DATA TO USE:
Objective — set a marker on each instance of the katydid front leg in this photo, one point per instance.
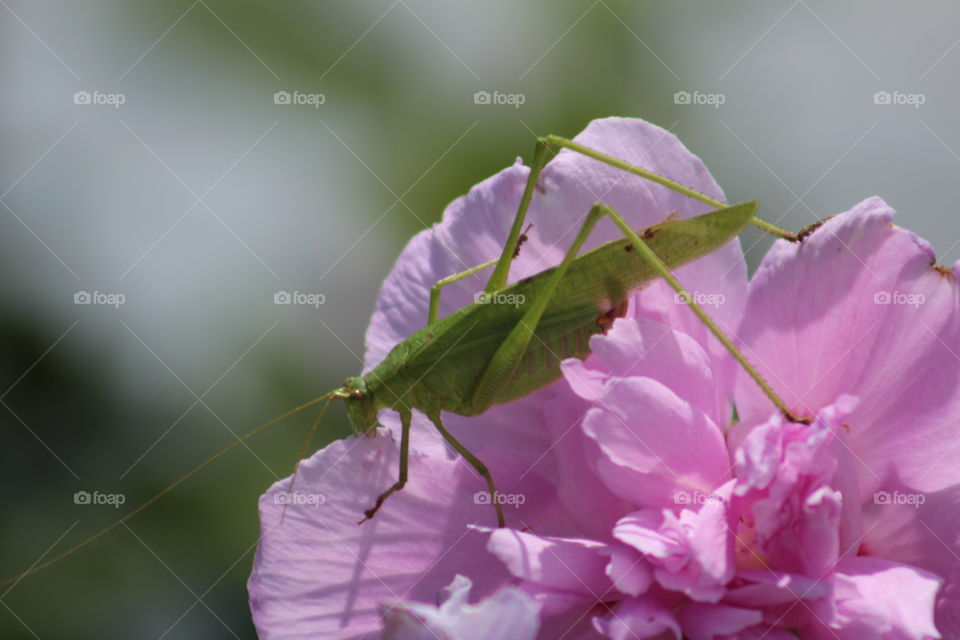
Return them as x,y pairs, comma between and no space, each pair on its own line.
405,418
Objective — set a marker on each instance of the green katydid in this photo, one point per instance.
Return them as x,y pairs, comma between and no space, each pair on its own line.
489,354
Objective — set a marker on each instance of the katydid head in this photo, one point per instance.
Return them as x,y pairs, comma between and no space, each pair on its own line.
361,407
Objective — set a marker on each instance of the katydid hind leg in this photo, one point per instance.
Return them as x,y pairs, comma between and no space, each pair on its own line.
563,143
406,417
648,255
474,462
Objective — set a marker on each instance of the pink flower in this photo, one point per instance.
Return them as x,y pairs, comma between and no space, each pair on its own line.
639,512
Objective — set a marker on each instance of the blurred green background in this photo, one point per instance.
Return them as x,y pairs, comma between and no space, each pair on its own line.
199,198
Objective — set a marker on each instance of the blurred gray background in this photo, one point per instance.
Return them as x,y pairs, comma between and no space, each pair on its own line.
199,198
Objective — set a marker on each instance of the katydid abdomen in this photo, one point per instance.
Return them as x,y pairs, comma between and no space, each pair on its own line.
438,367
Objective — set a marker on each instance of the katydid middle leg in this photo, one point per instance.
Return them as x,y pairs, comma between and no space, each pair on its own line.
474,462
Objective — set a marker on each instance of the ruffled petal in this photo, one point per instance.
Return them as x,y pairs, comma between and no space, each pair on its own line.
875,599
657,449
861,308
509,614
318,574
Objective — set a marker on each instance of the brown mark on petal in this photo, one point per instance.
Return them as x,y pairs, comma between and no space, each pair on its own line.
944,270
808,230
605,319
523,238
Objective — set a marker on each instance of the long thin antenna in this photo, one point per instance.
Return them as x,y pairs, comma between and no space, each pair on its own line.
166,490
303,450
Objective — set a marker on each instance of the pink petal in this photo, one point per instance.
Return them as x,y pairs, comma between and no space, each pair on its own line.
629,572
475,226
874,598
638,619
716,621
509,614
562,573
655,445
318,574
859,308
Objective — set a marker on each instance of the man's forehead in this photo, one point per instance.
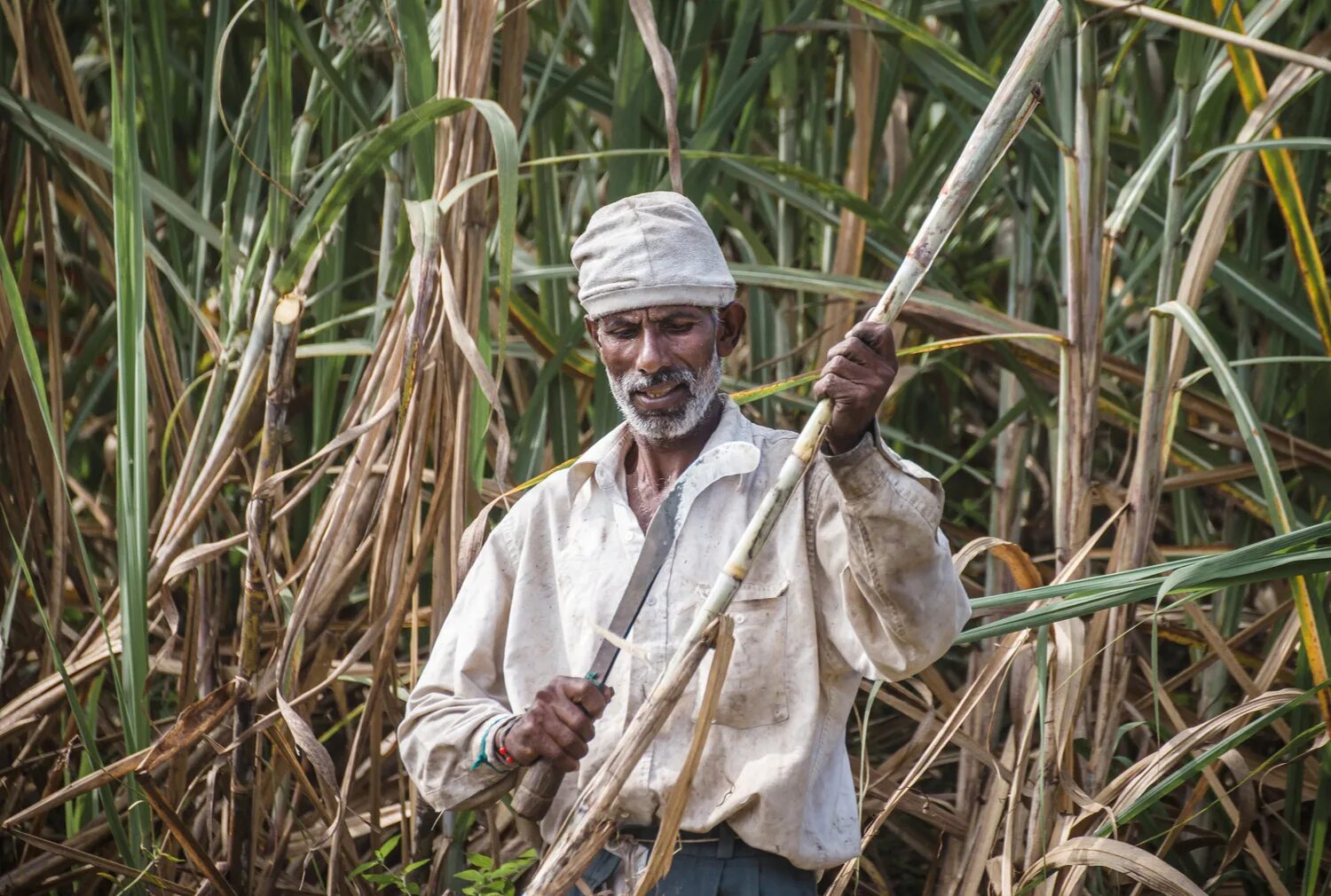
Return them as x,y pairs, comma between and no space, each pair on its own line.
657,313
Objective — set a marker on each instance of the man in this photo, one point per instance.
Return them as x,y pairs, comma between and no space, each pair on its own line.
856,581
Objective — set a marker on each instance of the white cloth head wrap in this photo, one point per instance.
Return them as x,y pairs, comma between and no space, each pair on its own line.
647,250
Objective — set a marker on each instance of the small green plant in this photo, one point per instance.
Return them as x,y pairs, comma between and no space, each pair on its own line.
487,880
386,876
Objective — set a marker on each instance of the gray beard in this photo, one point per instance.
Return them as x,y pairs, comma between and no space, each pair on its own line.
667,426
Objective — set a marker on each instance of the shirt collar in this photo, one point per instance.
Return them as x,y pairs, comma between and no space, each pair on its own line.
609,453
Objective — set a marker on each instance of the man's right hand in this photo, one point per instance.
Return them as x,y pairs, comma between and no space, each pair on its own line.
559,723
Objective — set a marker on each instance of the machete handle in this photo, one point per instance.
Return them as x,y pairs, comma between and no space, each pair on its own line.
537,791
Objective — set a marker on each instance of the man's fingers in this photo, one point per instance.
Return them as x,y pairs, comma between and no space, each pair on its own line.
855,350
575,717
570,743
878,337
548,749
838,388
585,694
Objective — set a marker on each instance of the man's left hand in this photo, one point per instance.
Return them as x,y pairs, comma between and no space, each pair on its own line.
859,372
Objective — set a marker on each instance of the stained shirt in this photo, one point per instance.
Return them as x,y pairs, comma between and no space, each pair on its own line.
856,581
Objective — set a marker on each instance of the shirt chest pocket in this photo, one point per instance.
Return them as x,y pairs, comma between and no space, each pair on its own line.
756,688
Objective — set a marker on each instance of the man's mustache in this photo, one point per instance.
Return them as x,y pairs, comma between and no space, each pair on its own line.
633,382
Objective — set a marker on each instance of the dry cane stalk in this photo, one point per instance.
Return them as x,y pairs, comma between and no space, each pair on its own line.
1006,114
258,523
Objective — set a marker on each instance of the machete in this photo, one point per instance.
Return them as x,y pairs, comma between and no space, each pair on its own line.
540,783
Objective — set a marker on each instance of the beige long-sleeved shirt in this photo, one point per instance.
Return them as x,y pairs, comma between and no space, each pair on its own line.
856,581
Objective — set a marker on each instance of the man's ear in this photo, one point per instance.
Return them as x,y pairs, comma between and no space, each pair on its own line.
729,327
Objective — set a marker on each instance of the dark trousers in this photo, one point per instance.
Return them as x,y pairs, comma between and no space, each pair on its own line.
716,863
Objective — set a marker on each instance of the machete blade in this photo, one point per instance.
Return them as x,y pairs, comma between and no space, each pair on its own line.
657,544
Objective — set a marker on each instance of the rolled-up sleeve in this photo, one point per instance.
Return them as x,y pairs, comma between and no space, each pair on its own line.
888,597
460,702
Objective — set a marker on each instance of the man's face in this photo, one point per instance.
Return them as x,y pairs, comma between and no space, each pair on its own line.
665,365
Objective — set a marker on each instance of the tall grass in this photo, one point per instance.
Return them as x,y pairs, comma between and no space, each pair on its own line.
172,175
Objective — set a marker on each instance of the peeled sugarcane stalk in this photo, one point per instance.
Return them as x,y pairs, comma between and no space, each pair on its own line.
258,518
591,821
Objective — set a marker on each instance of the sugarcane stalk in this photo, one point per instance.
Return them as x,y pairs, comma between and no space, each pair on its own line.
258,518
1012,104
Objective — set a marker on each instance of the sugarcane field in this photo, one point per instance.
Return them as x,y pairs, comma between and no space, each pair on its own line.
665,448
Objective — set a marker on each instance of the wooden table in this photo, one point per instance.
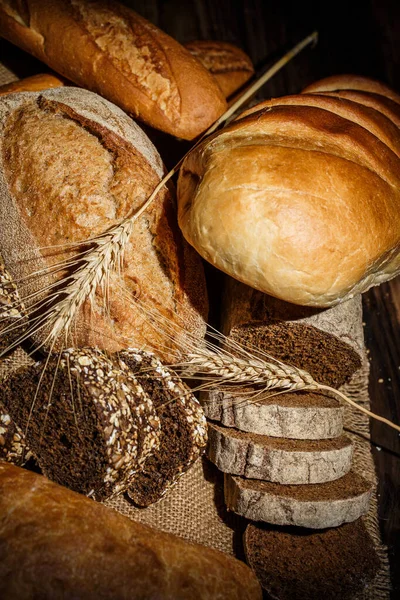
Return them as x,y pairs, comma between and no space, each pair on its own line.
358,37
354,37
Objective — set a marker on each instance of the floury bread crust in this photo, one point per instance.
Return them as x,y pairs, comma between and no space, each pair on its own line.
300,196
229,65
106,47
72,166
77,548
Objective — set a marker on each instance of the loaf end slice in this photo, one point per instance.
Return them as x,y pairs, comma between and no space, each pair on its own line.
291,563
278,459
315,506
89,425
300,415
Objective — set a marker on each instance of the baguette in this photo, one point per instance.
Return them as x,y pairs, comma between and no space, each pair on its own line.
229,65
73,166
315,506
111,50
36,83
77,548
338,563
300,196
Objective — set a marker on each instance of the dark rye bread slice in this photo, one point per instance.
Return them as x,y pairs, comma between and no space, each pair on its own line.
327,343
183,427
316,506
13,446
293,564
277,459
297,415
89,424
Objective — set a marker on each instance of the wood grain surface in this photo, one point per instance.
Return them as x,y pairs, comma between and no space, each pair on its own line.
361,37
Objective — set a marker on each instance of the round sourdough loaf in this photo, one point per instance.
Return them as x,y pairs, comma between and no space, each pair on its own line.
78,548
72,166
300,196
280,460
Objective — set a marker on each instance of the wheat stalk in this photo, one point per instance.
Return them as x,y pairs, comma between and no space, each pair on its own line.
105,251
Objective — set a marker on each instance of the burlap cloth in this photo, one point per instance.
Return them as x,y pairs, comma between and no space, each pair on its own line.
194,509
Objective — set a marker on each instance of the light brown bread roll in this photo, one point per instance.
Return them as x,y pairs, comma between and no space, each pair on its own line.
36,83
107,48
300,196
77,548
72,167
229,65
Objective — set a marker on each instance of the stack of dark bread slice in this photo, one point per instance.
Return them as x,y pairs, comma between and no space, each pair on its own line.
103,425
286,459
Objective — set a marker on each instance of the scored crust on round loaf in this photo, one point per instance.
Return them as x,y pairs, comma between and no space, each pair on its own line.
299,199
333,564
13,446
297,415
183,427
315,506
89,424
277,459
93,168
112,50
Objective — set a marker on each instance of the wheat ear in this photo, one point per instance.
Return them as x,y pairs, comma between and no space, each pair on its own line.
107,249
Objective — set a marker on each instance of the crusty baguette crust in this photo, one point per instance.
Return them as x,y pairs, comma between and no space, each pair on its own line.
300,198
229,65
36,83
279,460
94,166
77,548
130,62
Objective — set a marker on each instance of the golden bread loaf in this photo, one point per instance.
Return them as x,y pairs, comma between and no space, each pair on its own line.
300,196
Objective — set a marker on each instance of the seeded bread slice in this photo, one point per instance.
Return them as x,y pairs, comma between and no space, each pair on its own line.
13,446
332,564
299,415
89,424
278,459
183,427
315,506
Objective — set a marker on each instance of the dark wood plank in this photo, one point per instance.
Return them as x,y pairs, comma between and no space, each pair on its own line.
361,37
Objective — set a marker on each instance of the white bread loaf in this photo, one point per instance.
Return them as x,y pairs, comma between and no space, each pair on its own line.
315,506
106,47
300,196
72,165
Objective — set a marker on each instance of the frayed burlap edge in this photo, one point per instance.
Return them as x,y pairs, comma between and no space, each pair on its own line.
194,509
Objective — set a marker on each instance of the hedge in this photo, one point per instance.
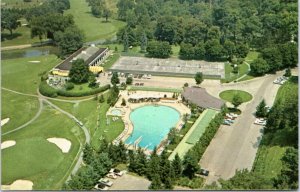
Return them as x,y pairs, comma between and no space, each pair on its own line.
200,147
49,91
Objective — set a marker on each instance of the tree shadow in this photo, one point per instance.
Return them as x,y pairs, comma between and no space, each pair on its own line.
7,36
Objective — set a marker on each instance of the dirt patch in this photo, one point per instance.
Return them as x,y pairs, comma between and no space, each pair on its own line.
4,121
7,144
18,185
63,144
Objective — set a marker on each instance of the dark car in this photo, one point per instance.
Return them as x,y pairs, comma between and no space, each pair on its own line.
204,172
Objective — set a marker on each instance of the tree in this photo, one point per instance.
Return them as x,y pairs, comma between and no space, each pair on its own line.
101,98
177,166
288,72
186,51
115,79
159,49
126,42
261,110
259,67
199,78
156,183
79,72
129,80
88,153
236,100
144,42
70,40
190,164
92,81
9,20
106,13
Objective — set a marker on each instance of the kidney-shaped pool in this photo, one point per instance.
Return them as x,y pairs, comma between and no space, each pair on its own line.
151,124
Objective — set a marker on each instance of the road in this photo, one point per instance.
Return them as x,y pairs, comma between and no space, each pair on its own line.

GIVEN EXERCISE:
Copy exactly, and only, the lines from the one containing "tree in this photo, one point per instance." through the last line of the listing.

RESPONSE:
Objective — set a marker on each instance of the tree in this photo, one point per instance.
Return them as x,y pairs, comma between and no space, each pair on its own line.
101,98
177,166
288,72
186,51
115,79
159,49
126,42
261,110
259,67
199,78
156,183
79,72
129,80
88,153
236,100
144,42
70,40
190,164
92,81
9,20
106,13
Objective — set a marker on each instance of the kidney-shaped pool in this photo, one point per instance.
Return them as x,y pairs, comma between and no space, each pair on its own line.
151,124
Objective — set a marker on each instance of the road in this photo, one point per instance.
Return them as x,y pairs, comma between and no space, each pair on its own line.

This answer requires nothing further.